-- start of The records --

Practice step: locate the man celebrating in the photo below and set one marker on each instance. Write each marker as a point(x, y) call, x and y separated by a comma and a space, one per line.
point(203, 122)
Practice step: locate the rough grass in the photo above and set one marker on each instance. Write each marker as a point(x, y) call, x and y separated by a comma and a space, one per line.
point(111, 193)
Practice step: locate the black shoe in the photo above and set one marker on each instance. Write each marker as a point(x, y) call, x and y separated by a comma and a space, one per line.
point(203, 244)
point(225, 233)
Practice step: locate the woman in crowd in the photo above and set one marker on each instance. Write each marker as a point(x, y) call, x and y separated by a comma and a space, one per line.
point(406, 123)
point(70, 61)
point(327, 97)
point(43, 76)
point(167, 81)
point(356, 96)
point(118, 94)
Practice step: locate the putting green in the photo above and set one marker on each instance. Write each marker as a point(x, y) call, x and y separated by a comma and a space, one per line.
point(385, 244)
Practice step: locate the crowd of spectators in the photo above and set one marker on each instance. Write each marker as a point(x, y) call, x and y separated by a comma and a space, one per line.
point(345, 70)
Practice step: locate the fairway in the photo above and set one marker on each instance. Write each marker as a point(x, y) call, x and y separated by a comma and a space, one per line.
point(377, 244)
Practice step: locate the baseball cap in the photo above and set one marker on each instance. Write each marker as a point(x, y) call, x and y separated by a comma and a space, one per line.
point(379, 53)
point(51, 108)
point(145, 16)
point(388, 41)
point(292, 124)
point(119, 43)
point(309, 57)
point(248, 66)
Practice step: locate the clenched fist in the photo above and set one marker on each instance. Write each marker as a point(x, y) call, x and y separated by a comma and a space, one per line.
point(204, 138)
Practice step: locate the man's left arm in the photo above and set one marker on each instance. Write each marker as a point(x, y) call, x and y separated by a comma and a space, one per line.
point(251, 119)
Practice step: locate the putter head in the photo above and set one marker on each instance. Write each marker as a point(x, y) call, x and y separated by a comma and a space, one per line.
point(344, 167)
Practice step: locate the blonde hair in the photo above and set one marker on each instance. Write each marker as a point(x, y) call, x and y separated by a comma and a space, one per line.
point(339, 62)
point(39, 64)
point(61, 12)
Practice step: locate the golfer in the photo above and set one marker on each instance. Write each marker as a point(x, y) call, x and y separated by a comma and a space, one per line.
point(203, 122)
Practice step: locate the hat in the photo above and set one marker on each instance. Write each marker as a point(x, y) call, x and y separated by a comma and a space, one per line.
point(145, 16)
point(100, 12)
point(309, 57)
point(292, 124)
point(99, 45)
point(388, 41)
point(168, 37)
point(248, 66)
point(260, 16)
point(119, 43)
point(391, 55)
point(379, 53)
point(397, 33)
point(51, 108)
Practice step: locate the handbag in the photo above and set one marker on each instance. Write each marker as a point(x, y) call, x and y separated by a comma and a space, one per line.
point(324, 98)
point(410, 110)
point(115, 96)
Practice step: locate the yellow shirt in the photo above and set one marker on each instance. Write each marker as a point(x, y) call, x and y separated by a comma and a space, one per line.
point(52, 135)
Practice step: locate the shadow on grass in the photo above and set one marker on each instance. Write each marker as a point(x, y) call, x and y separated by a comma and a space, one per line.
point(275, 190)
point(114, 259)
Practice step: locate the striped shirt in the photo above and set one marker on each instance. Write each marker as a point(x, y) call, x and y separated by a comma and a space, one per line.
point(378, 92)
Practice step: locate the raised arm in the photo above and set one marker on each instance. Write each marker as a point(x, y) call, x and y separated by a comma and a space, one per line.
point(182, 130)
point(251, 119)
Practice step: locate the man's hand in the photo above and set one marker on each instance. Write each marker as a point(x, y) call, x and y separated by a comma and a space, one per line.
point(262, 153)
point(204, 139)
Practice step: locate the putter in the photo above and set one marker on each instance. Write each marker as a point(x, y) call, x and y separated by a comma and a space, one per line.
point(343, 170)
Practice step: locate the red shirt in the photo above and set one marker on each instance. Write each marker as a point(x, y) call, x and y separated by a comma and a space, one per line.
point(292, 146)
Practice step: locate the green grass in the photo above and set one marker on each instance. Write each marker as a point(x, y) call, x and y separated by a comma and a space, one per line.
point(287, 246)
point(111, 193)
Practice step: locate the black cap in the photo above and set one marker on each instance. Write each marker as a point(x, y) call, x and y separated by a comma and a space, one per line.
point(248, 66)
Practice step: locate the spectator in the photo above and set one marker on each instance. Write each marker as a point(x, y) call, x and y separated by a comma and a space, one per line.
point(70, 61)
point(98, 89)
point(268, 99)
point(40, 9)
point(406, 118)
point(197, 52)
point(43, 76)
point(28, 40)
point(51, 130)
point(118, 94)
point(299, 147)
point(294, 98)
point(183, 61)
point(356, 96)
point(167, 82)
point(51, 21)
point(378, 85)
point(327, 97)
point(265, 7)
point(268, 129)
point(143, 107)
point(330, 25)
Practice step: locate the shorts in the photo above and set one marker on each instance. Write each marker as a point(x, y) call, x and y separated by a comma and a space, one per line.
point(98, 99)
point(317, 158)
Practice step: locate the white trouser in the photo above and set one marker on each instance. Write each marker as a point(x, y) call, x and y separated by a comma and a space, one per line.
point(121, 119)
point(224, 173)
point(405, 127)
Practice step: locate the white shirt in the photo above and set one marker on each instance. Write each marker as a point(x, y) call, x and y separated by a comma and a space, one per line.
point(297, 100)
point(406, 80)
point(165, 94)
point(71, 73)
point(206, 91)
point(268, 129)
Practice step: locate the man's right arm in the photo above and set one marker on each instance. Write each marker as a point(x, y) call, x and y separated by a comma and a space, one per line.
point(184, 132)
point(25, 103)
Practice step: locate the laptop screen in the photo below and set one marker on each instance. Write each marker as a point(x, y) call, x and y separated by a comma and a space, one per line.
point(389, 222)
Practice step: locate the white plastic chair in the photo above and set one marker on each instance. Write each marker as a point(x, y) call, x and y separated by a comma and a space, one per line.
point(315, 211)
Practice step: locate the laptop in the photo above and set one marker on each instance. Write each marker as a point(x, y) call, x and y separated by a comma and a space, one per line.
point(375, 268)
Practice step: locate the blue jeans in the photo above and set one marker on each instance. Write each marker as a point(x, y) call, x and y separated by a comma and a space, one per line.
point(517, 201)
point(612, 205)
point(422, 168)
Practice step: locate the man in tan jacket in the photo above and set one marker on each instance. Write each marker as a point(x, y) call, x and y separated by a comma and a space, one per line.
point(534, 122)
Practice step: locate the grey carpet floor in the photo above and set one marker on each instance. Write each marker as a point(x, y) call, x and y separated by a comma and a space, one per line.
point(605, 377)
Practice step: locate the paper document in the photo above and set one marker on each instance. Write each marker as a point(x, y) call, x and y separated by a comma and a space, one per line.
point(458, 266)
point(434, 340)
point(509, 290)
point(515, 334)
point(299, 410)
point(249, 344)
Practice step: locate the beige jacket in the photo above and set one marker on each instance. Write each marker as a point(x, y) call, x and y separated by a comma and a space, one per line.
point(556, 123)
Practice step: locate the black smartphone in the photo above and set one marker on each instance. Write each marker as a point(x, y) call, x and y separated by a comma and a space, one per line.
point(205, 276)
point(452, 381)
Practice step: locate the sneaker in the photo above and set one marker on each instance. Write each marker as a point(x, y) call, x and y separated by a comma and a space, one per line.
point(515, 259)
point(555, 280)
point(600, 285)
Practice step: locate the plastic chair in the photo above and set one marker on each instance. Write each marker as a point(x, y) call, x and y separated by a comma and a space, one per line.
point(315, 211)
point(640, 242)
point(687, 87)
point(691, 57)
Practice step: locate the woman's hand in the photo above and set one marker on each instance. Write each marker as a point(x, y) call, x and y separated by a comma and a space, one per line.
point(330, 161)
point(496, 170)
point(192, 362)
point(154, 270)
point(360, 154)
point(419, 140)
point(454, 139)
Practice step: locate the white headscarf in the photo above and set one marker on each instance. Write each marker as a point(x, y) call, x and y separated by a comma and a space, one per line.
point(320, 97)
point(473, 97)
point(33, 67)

-- end of The records --

**Requirements:** Rewrite the material from the line containing "Practice step: locate the striped" up to and including the line containing "point(343, 170)", replacing "raised arm" with "lifted arm" and leaving everything else unchanged.

**Final answer:**
Practice step: locate the striped shirt in the photo above and set one marker on each instance. Write each marker as a point(x, y) call, x and y separated by a comma and a space, one per line.
point(378, 92)
Practice step: locate the lifted arm in the photo above and set one marker on each instance. Write each marker as a point(x, y) call, x and y separated by a comma and a space, one per line.
point(182, 130)
point(251, 119)
Practice step: locate the man's hand in the photo above and set one marker on each instance. Write each marker as a point(x, y) call, x and y separated by a comma and a space, one per line.
point(262, 153)
point(204, 139)
Practice step: locate the putter in the photo above and set one marker on each instance. Write each marker as a point(x, y) call, x and y separated by a comma and a space, one per line.
point(343, 170)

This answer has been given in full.